- Problem details: Please give the data below again in full, exactly as it stands.

- Stored items from a collection:
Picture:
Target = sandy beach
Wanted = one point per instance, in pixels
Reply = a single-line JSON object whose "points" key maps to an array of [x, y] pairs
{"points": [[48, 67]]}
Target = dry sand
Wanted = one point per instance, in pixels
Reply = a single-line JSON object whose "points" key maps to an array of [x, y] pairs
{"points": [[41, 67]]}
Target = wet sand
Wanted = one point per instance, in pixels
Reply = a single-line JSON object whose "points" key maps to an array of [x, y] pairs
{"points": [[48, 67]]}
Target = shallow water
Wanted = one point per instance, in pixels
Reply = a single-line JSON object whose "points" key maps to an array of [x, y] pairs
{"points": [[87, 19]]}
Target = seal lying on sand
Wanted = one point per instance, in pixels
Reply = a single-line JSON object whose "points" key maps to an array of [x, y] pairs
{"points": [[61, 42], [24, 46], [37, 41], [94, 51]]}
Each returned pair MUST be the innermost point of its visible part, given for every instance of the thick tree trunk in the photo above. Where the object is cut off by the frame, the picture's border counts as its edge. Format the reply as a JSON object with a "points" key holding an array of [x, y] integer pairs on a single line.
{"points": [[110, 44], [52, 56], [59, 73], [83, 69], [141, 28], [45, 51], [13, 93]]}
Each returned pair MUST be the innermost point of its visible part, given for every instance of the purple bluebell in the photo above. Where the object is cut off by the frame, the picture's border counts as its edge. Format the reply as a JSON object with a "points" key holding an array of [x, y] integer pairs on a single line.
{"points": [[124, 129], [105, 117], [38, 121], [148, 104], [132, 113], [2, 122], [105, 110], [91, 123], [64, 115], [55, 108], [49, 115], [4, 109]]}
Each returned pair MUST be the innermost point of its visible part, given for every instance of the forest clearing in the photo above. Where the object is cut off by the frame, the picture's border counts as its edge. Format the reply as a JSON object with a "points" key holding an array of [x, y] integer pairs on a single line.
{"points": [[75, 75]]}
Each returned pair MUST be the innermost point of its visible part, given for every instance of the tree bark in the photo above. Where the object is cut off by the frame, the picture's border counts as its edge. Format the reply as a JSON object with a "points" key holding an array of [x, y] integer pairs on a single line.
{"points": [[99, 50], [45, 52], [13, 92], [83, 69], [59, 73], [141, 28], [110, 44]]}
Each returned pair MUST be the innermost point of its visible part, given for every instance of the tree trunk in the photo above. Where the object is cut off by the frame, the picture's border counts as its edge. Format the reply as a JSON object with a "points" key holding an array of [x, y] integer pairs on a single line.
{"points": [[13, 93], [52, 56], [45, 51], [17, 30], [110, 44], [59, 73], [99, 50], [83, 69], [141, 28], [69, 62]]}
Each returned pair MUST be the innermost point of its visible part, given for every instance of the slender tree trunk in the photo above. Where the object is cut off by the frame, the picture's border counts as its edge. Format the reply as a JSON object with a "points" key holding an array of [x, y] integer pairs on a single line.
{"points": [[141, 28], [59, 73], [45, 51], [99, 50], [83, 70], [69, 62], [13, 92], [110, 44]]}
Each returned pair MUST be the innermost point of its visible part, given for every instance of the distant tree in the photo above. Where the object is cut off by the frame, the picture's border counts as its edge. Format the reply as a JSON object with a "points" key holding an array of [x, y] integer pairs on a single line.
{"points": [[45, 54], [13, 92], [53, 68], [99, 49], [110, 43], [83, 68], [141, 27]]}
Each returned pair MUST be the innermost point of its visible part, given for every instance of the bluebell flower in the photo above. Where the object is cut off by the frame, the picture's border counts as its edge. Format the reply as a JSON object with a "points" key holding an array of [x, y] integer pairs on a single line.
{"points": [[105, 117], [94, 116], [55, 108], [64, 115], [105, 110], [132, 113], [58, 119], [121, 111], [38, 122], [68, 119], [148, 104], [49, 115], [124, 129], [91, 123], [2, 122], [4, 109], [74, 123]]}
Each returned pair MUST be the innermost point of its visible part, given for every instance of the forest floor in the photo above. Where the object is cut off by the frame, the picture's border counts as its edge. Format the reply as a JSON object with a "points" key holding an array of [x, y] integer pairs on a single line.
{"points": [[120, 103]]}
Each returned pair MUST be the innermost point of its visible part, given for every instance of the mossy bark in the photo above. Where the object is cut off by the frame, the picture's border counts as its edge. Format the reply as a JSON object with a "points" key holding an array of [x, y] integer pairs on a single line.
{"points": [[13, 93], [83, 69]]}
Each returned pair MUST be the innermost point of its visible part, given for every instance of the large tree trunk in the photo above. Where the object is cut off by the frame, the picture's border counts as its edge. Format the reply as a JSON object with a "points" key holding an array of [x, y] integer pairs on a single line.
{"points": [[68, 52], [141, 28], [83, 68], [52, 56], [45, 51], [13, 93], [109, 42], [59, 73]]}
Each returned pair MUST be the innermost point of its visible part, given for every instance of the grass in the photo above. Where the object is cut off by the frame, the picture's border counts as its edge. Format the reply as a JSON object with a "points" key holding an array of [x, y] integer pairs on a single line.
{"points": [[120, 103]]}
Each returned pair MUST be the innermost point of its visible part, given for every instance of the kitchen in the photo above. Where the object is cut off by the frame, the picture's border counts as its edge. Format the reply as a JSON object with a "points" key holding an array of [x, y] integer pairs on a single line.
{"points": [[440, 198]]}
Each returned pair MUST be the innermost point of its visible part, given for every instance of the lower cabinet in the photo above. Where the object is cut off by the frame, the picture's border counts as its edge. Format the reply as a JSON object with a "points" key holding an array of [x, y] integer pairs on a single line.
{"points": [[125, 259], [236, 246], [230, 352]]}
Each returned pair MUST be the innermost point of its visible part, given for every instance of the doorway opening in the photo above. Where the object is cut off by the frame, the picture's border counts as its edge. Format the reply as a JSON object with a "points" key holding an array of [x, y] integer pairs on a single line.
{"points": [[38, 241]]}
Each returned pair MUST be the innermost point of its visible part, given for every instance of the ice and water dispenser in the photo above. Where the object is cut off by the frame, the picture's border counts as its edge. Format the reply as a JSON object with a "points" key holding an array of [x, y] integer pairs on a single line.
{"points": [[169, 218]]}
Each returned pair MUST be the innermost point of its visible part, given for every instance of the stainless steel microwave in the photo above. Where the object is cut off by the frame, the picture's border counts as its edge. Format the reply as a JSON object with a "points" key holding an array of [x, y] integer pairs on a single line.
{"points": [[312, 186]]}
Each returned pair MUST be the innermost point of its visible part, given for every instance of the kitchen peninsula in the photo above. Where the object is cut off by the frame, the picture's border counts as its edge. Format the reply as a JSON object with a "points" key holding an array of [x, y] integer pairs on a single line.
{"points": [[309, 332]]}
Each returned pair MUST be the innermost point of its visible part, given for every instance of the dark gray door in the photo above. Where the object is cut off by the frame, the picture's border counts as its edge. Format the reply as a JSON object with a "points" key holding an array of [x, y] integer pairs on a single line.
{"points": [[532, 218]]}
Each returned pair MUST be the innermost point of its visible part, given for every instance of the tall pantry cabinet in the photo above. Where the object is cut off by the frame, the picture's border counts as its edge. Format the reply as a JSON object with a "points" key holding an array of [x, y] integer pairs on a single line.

- Response to this task:
Picture:
Target = sandy beach
Wanted = one point per instance, in pixels
Reply = a single-line JSON object whose "points" key maps to an array of [x, y] pairs
{"points": [[48, 67]]}
Target = dry sand
Wanted = one point per instance, in pixels
Reply = a single-line JSON object whose "points" key maps to an array of [x, y] pairs
{"points": [[41, 67]]}
Target = wet sand
Wanted = one point per instance, in pixels
Reply = a single-line JSON object whose "points" key maps to an array of [x, y] pairs
{"points": [[48, 67]]}
Target = shallow water
Wanted = one point per instance, in pixels
Reply = a single-line JSON object whose "points" key maps to an array of [x, y] pairs
{"points": [[87, 19]]}
Target = seal lying on sand
Wanted = one point per instance, in pixels
Reply = a single-line JSON object whose "points" key maps to an array of [x, y] pairs
{"points": [[61, 42], [24, 46], [37, 41], [94, 51]]}
Each returned pair MUST be the innermost point of its visible part, given for every instance of the thick tree trunk in the photo above. Where the object is cut off by the frame, the picture's border counts as its edge. Format the reply as a JSON object with a "points" key holding an array of [x, y] integer pairs on a single line.
{"points": [[110, 44], [52, 56], [59, 73], [83, 69], [141, 28], [45, 51], [13, 93]]}
Each returned pair MUST be the innermost point of its visible part, given for every instance of the purple bluebell in the photo above. Where the object is cut off by the frame, the picture's border counts as its edge. Format the reply as a JSON object with a "points" key holding an array of [x, y] integer pairs on a single line.
{"points": [[124, 129], [105, 117], [38, 121], [148, 104], [132, 113], [2, 122], [105, 110], [91, 123], [64, 115], [55, 108], [49, 115], [4, 109]]}
Each returned pair MUST be the innermost point of its visible part, given for every instance of the forest clearing in the photo above. Where the object is cut off by the frame, the picture's border counts as its edge. Format the reply as a JSON object with a "points" key holding an array of [x, y] integer pairs on a single line.
{"points": [[75, 75]]}
Each returned pair MUST be the innermost point of its visible part, given for every instance of the tree bark in the photo above. Where the object is cut off by the frame, the picture's border counts as its edge. Format the reply as a JSON object with a "points" key holding an array of [x, y] integer pairs on a single line.
{"points": [[99, 50], [45, 52], [13, 92], [83, 69], [59, 73], [141, 28], [110, 44]]}
Each returned pair MUST be the innermost point of its visible part, given for every instance of the tree trunk in the photo above. Where the object is cut off by the frame, the picture's border counts as its edge. Format the reply as a JSON object with a "points" key holding an array of [x, y] integer pairs on a single line.
{"points": [[13, 93], [52, 56], [45, 51], [17, 30], [110, 44], [59, 73], [99, 50], [83, 69], [141, 28], [69, 62]]}
Each returned pair MUST be the innermost point of its visible part, given for every instance of the slender tree trunk in the photo above. Where the object is cut off by the frame, the picture's border counts as its edge. Format the reply as a JSON object with a "points" key holding an array of [x, y] integer pairs on a single line.
{"points": [[141, 28], [59, 73], [45, 51], [99, 50], [83, 70], [69, 62], [13, 92], [110, 44]]}
Each returned pair MUST be the innermost point of its visible part, given for every instance of the distant tree in the photo above. Where the object is cut off by the frame, the picture's border counts as its edge. Format the reply as a JSON object with a "points" key holding an array of [x, y] integer pairs on a single line.
{"points": [[45, 54], [13, 92], [53, 68], [99, 49], [110, 43], [83, 68], [141, 27]]}
Each returned pair MUST be the innermost point of its visible part, given for every instance of the bluebell flower in the photo above. Where the object is cut off by the frame, the picture's border counts as its edge. Format the reply as a JSON object with a "points" key holding an array of [x, y] integer pairs on a single line.
{"points": [[105, 117], [94, 116], [55, 108], [64, 115], [105, 110], [132, 113], [58, 119], [121, 111], [38, 122], [68, 119], [148, 104], [49, 115], [124, 129], [91, 123], [2, 122], [4, 109], [74, 123]]}
Each returned pair MUST be the innermost point of its visible part, given for every instance of the forest floor in the photo above. Where the object is cut off by the frame, the picture's border counts as its edge. Format the reply as a JSON object with a "points" key holding an array of [x, y] integer pairs on a single line.
{"points": [[120, 103]]}
Each returned pair MUST be the innermost point of its visible part, given for every instance of the mossy bark in the photo above. Where the object is cut off by the frame, the picture's border counts as its edge. Format the reply as a JSON object with a "points" key holding an array of [x, y] integer pairs on a single line.
{"points": [[13, 93], [83, 69]]}
Each returned pair MUST be the innermost point of its visible part, given for every instance of the large tree trunk in the photo above. Where the object is cut off by the frame, the picture's border counts as its edge. Format the reply as a JSON object with a "points" key holding an array of [x, y] integer pairs on a single line.
{"points": [[68, 52], [141, 28], [83, 68], [52, 56], [45, 51], [13, 93], [109, 42], [59, 73]]}
Each returned pair MUST be the innermost point of its visible part, given for every instance of the grass in the photo above. Where the object is cut off by the frame, the picture's border counts as its edge. Format the reply as a JSON object with a "points" key holding an array of [x, y] integer pairs on a single line.
{"points": [[120, 103]]}
Each returned pair MUST be the innermost point of its visible part, given for every instance of the kitchen in the photo above. Where the object is cut off by the frame, the picture's border counts as its edge. Format the reply as a JSON object with a "points" key holding an array of [x, y] integer pairs on a single line.
{"points": [[440, 198]]}
Each returned pair MUST be the innermost point of its visible part, given for every instance of the lower cabinet in the photo above. Where the object is cut off by the frame, the picture's border counts as its edge. Format the reply as a JSON object with a "points" key holding an array of [x, y] integer pairs on a single line.
{"points": [[125, 259], [236, 246], [230, 352]]}
Each returned pair MUST be the innermost point of its visible part, given for every instance of the doorway opening in the photo above. Where the object is cut off by the frame, the picture's border counts as its edge. Format the reply as a JSON object with a "points" key holding an array of [x, y] integer pairs on a single line.
{"points": [[38, 241]]}
Each returned pair MUST be the innermost point of its visible part, given for every instance of the ice and water dispenser in the photo above. Where the object is cut off by the frame, the picture's border counts as its edge. Format the reply as a JSON object with a "points" key holding an array of [x, y] integer pairs on a single line.
{"points": [[169, 218]]}
Each returned pair MUST be the innermost point of its visible part, given for every instance of the stainless steel microwave in the photo above. Where the object is cut off by the frame, the picture's border counts as its edge. Format the reply as a JSON object with a "points" key holding an array of [x, y] integer pairs on a single line.
{"points": [[312, 186]]}
Each returned pair MUST be the innermost point of its visible part, given for every instance of the kitchen peninsula in the photo above. Where the object is cut off by the frame, the picture's border counts as its edge. Format the reply as a JSON object with a "points" key holding an array of [x, y] integer pairs on a single line.
{"points": [[309, 332]]}
Each returned pair MUST be the innermost point of its visible part, given for every instance of the dark gray door in the photo above. Where the object is cut off by the frame, the picture's border counts as its edge. Format the reply as a JSON object with a "points" key holding an array of [x, y] integer pairs on a single line.
{"points": [[532, 218]]}
Each returned pair MUST be the innermost point of its visible part, given for every instance of the tall pantry cabinet in the photo above. Where the object is cut off by the frame, the picture's border counts as its edge. Format the reply as a JSON object with a "points" key holding an array of [x, y] integer pairs on a single line.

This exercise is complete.